Scan the records beneath this line for the line holding "Every path is filled with fill-rule evenodd." and the line holding "259L571 164L446 162L429", then transcribe exactly those two and all lines between.

START RECORDS TO PROCESS

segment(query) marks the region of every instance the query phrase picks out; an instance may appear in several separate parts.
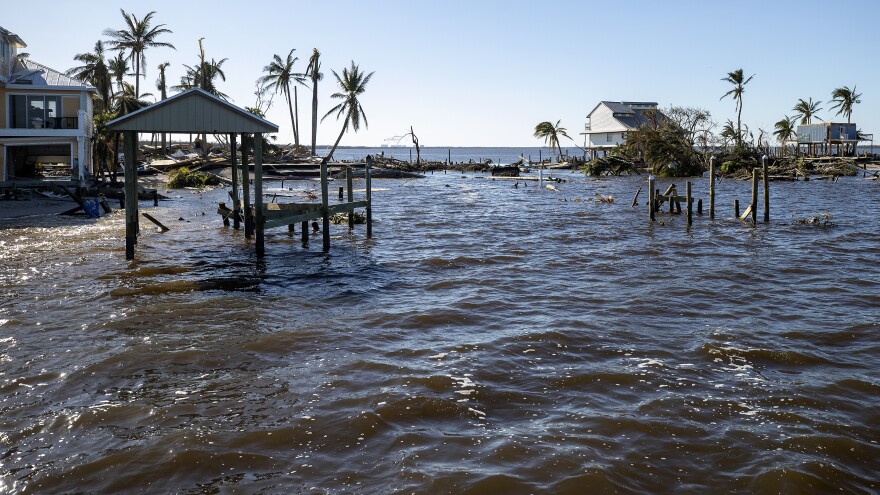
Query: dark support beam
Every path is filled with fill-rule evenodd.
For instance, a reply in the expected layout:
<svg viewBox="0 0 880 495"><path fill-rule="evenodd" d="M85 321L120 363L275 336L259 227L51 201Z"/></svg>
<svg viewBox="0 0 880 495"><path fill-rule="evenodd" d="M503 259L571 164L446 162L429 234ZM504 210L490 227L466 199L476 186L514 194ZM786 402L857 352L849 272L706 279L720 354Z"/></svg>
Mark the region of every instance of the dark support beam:
<svg viewBox="0 0 880 495"><path fill-rule="evenodd" d="M373 168L373 157L367 155L367 163L364 166L364 177L367 181L367 239L373 237L373 184L370 179Z"/></svg>
<svg viewBox="0 0 880 495"><path fill-rule="evenodd" d="M241 135L241 192L244 198L244 236L250 239L254 235L254 218L251 210L251 172L248 170L248 146L250 139L247 134Z"/></svg>
<svg viewBox="0 0 880 495"><path fill-rule="evenodd" d="M709 218L715 219L715 157L709 158Z"/></svg>
<svg viewBox="0 0 880 495"><path fill-rule="evenodd" d="M137 133L125 132L125 259L134 259L134 246L138 235L137 166L135 165L135 139Z"/></svg>
<svg viewBox="0 0 880 495"><path fill-rule="evenodd" d="M330 217L327 208L330 206L329 199L329 191L327 190L329 185L327 184L327 159L324 158L321 160L321 215L323 217L323 231L321 232L322 237L324 238L324 251L330 250Z"/></svg>
<svg viewBox="0 0 880 495"><path fill-rule="evenodd" d="M354 189L352 187L351 167L345 167L345 185L348 189L348 202L354 201ZM354 210L348 212L348 230L354 229Z"/></svg>
<svg viewBox="0 0 880 495"><path fill-rule="evenodd" d="M257 256L266 254L263 208L263 135L257 132L254 133L254 227L257 231Z"/></svg>
<svg viewBox="0 0 880 495"><path fill-rule="evenodd" d="M238 170L238 152L236 142L236 134L233 132L229 135L229 156L232 161L232 228L238 230L241 228L241 195L238 193L240 186L239 177L241 174Z"/></svg>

END RECORDS TO PROCESS

## RESULT FOR THIS EXERCISE
Every path is filled with fill-rule evenodd.
For instance, a reply in the expected layout:
<svg viewBox="0 0 880 495"><path fill-rule="evenodd" d="M85 321L120 363L275 336L259 227L51 201Z"/></svg>
<svg viewBox="0 0 880 495"><path fill-rule="evenodd" d="M503 259L571 164L446 162L429 234ZM504 210L490 227L466 199L476 186L514 194ZM786 402L857 352L849 272L706 279L720 354Z"/></svg>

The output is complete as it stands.